◆ **Ausgangsdokument**:
Und die Politik verhindert das?
Die Gretchenfrage ist: Ist der Politik die Kultur in einem Flächenland wichtig oder nicht? Niedersachsen steht an der beschämenden 13. Stellen der Bundesländer, was Kulturfinanzierung angeht. Das hat auch zur Folge, dass Tarifsteigerungen gar nicht oder nur teilweise erstattet werden. Zwischen 120.000 und 200.000 Euro blieben in vielen Jahren an uns hängen. Diese auflaufenden Mehrkosten, die sich wie Zins und Zinseszins fortpflanzen, haben sich auf derzeit über eine Million Euro addiert. Und es wird immer mehr. Durch die jetzt beschlossenen Tarifsteigerungen und die Erhöhung der Mindestgage muss unser Theater jedes Jahr rund 700.000 Euro zusätzlich für Personal ausgeben. Was wir tun wollen, aber nicht mehr können.
Im Koalitionsvertrag der Landesregierung steht die Absicht, die kommunalen Theater von den Tarifsteigerungen zu entlasten. Der Rat der Stadt Osnabrück hat das gerade für sein Theater anteilig zugesagt und das Land an seine Pflicht erinnert, sich ebenso zu verhalten.
Jahrgang 1956, Regisseur, ist seit 2010 Intendant des Theater Lüneburg und seit 2012 zusätzlich Geschäftsführer des Theater Lüneburg. Mit Spielzeitende verlässt er das Haus.
Seit drei Jahren übernehmen Stadt und Landkreis Lüneburg die Hälfte unserer Kosten für die Tariferhöhungen. Die andere Hälfte wurde aber nicht vom Land übernommen. Nur eine Einmalleistung von 383.000 Euro soll jetzt kommen. Das fängt nicht auf, was in den Vorjahren alles nicht aufgefangen wurde.
Daher hat die auf Kulturhaushaltsplanung spezialisierte Beratungsfirma Actori nun drei Wegsparmodelle entwickelt, damit das Theater die Finanzierungslöcher der Politik stopft, indem man Menschen entlässt. Die Lüneburger Symphoniker sind mit 29 Stellen schon jetzt das kleinste Theaterorchester in Deutschland. Ihm sollen laut Actori-Szenario 1 aber zehn Stellen gestrichen werden.
Der Vorschlag reicht nicht aus, um die aktuellen Probleme zu lösen, weil dabei allein Abfindungskosten in Höhe von 1,5 Millionen Euro anfallen. Zudem wäre ein Orchester mit 19 Stellen kein Orchester mehr, sondern eine große Band. Was das Musiktheater dann noch künstlerisch bedienen kann, ist extrem eingeschränkt auf bestimmte Musicals oder Unterhaltungsproduktionen.

◆ **Aufgabenliste**:
a - Beantworten Sie anhand des Textes zur Finanzierung des Theaters Lüneburg die folgenden Fragen:
(i) Auf welchem Platz der Bundesländer steht Niedersachsen bei der Kulturfinanzierung?
(ii) Wie hoch ist die Einmalleistung, die nun vom Land kommen soll?
(iii) Wie viele Stellen haben die Lüneburger Symphoniker derzeit?
b - Führen Sie den Text zur Finanzierung des Theaters Lüneburg im Anschluss an seinen letzten Satz fort.

Quelldaten
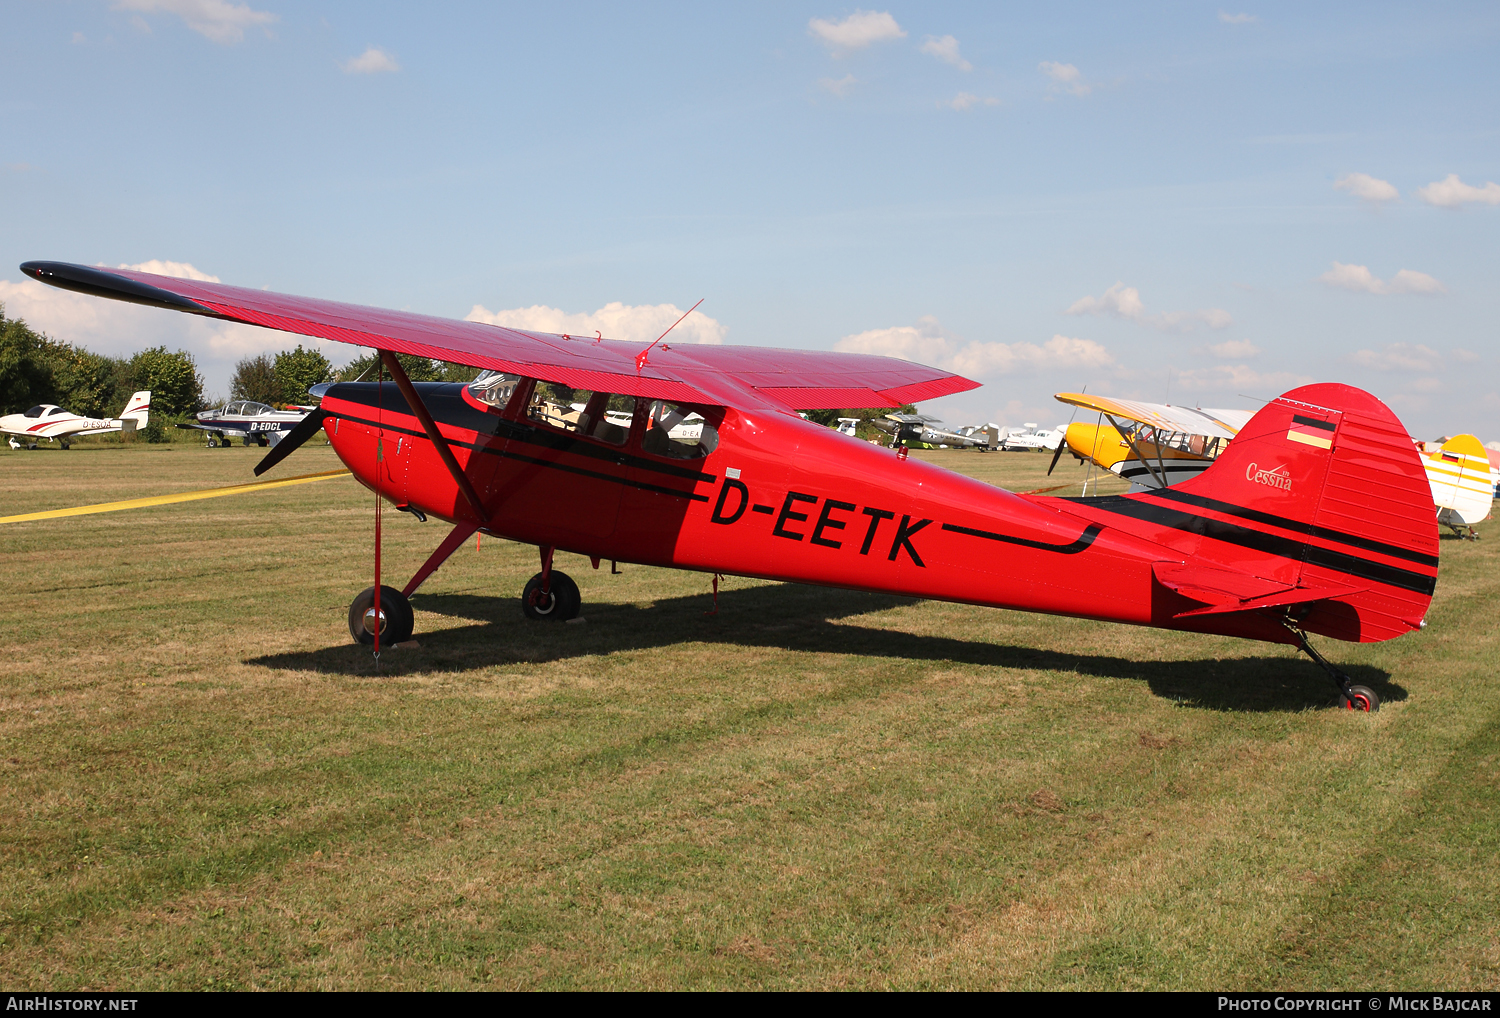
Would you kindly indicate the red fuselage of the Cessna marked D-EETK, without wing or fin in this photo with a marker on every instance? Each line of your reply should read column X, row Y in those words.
column 787, row 500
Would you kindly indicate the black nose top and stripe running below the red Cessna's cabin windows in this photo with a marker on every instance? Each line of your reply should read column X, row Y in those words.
column 446, row 403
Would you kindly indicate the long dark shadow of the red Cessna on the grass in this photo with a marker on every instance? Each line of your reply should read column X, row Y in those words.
column 805, row 618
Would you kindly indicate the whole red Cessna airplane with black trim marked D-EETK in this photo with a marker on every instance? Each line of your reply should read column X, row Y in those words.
column 1316, row 519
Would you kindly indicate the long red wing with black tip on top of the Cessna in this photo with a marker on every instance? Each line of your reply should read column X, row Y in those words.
column 728, row 376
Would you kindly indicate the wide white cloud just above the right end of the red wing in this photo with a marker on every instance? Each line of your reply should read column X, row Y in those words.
column 928, row 343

◆ **Lösungen**:
a -
(i) Auf dem 13. Platz.
(ii) 383.000 Euro.
(iii) 29 Stellen.

b -
Mit dem zweiten Vorschlag, das ganze Orchester abzuschaffen, könnte die Finanzierungslücke geschlossen werden.
Alle Musiker, ihre Leiter und so weiter müssten wir dann nach Hause schicken, Chor und Gesangssolisten aber dürfen bleiben, um mit kleinen Gastensembles noch Musicals und mit einem Gastorchester eine Oper pro Spielzeit zu realisieren. Alle Konzerte würden entfallen.
Der radikalste Schritt ist Szenario 3: Alle Mitarbeiter des Musiktheaters werden entlassen.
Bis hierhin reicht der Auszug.